Problem details => Please return each line of the data below that contains the word "bottom", copied unchanged.
○ ○ ○ ○ ○ ○ ○
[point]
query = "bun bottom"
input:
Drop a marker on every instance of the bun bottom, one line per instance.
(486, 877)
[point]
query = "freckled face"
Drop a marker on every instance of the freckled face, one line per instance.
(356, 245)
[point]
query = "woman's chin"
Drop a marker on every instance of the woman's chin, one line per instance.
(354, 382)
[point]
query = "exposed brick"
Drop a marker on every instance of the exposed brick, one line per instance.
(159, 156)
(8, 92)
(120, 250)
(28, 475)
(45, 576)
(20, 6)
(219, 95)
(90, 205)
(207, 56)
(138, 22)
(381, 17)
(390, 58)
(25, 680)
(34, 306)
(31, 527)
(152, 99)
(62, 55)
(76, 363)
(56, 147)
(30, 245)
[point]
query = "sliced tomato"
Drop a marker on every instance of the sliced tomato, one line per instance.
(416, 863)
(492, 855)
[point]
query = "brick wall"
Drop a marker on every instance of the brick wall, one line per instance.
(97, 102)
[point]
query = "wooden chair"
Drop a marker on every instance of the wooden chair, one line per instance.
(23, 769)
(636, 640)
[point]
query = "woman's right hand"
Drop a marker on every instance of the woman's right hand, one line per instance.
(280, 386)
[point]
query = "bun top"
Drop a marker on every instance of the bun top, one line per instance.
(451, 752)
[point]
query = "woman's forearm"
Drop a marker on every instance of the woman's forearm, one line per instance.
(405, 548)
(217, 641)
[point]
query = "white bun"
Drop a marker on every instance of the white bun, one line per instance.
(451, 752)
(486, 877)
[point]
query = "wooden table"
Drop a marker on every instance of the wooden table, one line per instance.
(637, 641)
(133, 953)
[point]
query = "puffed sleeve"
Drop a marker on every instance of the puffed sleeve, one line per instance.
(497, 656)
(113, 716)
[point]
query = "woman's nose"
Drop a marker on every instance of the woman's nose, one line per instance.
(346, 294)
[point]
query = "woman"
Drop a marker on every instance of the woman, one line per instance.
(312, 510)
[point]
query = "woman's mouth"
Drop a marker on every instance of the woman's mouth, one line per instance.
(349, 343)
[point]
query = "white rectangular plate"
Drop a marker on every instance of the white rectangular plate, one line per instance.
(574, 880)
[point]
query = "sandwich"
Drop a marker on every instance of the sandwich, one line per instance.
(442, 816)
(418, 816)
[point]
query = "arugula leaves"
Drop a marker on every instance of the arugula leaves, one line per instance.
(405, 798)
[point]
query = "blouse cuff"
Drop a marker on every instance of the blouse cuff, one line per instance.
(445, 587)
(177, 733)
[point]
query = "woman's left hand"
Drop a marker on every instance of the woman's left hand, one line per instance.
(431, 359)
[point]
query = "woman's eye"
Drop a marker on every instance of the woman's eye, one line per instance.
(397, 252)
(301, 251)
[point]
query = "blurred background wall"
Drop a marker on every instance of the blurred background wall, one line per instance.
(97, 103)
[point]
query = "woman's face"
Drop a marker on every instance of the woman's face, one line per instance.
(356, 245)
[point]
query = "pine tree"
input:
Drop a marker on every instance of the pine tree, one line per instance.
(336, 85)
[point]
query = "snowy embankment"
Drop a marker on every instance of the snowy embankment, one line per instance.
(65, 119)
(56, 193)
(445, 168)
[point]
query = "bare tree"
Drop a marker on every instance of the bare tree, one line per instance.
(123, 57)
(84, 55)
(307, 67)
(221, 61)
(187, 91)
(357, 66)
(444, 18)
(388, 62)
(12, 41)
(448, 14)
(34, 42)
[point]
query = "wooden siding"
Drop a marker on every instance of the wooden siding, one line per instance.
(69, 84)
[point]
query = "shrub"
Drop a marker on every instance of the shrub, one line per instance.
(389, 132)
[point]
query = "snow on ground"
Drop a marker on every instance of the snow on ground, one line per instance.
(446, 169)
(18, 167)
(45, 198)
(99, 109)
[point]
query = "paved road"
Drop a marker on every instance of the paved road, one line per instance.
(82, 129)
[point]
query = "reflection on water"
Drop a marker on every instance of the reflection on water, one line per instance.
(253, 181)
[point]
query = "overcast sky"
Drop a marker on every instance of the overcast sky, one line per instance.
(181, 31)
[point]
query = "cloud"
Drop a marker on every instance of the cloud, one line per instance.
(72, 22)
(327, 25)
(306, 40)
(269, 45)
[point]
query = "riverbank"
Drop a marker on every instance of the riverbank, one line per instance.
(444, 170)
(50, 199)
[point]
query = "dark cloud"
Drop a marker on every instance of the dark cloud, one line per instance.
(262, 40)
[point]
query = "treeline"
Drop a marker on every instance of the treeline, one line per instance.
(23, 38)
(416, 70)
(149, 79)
○ ○ ○ ○ ○ ○ ○
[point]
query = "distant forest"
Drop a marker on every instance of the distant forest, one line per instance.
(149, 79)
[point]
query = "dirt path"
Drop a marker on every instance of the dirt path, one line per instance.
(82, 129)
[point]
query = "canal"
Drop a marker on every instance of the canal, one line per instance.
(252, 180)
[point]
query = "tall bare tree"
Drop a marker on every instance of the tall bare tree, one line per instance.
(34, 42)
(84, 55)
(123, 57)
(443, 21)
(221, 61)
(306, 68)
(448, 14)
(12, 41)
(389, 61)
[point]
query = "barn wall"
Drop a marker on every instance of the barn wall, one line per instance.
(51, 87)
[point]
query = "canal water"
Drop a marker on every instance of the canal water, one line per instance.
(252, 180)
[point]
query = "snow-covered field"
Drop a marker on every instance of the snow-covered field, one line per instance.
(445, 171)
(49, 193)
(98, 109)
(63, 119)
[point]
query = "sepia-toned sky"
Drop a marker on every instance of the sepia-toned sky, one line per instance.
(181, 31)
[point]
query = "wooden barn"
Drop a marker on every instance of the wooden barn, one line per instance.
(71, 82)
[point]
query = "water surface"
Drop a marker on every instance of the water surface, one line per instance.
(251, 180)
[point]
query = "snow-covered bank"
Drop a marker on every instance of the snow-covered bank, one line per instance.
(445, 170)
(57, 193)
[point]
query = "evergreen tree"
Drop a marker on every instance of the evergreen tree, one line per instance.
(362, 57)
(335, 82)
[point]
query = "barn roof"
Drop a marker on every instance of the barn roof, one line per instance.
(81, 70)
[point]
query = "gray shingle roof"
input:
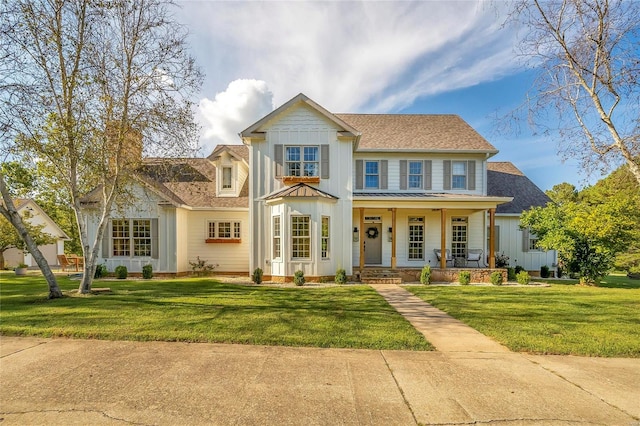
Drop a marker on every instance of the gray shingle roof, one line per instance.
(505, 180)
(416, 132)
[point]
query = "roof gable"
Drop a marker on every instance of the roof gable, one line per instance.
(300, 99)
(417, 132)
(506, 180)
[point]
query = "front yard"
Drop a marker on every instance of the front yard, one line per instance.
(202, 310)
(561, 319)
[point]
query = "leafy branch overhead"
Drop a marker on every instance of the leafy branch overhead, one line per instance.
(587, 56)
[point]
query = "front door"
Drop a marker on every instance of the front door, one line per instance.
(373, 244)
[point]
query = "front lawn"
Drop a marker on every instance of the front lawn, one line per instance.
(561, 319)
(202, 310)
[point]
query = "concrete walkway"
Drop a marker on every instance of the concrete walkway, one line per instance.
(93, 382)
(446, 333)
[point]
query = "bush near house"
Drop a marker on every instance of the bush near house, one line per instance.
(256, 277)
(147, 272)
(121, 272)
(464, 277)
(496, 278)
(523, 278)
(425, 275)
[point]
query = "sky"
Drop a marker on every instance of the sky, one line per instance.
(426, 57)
○ ○ ○ ○ ○ ○ ○
Reply to the exercise =>
query = "bun bottom"
Drop a marker on every instance of the bun bottom, one line per instance.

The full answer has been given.